● **Passage**
* * * * * * *

Of course, the problem would have been even greater if there had been more space available in our car. When I do research, I tend to gather as much info as is possible. Sister Jo is much the same way. After all, I never know how an angle will turn. I might be able to get fifteen different angles from one location, each with a viable voice and interest.
If we’d been able to spend adequate time in all of those places and talk with more people, heaven only knows how much material we would have gathered in the end. I would suspect that it’s a good thing that we didn’t get any more to work with than we did. I already have enough to keep me busy in articles alone for the next several months.
The book that we planned sits at the apex of the pile of work waiting to commence. Our predicament is that what we set out to write and what we will actually write are two different animals completely. This trip has highlighted many aspects that we’d not anticipated.
I keep wondering if all writers who set out to do a big project like this end up with the same problem. Does the project mutate as the research progresses? Does the writer come back to the desk with piles of experience that doesn’t resemble any of her previously planned work?
If that happens to all such projects, and the books get written, published and marketed, what was the original book idea? What did it look like at the beginning?
I look at some of the non-fiction work out there on the market now and ask that one question. How much reorganization and mental reassessment gets done before word one gets down on paper?
For instance, we set out to write a book on two senior women tenting their way across the country and exploring their own birthplace. Noble goals, don’t you think? So did we. Reality wouldn’t permit such a trip.
Weather drove us down the highway faster and faster each day. It’s difficult to sightsee when you’re trying not to drown in the deluge. Tenting is only possible when you can find a campground that accepts tents or that you can afford.
We had a realistic monthly budget when we started. We’d budgeted for gasoline costs between prospective locations within each state. We’d slated the costs of campsites as researched online for two months. The only place where we would have had problems would have been in New England in the coming summer. Those states had outrageous camping fees.

* * * * * * *

● **Dataset entries**
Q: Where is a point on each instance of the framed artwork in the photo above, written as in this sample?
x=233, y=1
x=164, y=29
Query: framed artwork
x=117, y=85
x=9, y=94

* * * * * * *

● **Set of tasks**
1/ Copy the passage about the research trip from "If that happens" down to "you can afford.".
2/ Summarize the passage about the research trip in two sentences.

● **Written responses**
1/
If that happens to all such projects, and the books get written, published and marketed, what was the original book idea? What did it look like at the beginning?
I look at some of the non-fiction work out there on the market now and ask that one question. How much reorganization and mental reassessment gets done before word one gets down on paper?
For instance, we set out to write a book on two senior women tenting their way across the country and exploring their own birthplace. Noble goals, don’t you think? So did we. Reality wouldn’t permit such a trip.
Weather drove us down the highway faster and faster each day. It’s difficult to sightsee when you’re trying not to drown in the deluge. Tenting is only possible when you can find a campground that accepts tents or that you can afford.

2/ The writer and Sister Jo gathered so much material on their trip that the book they set out to write and the one they will actually write are now completely different, which leads the writer to wonder whether all big non-fiction projects change this way as the research progresses. Their plan to write about two senior women tenting across the country proved unworkable, since heavy rain drove them down the highway faster each day and tenting depended on finding a campground that accepted tents or that they could afford.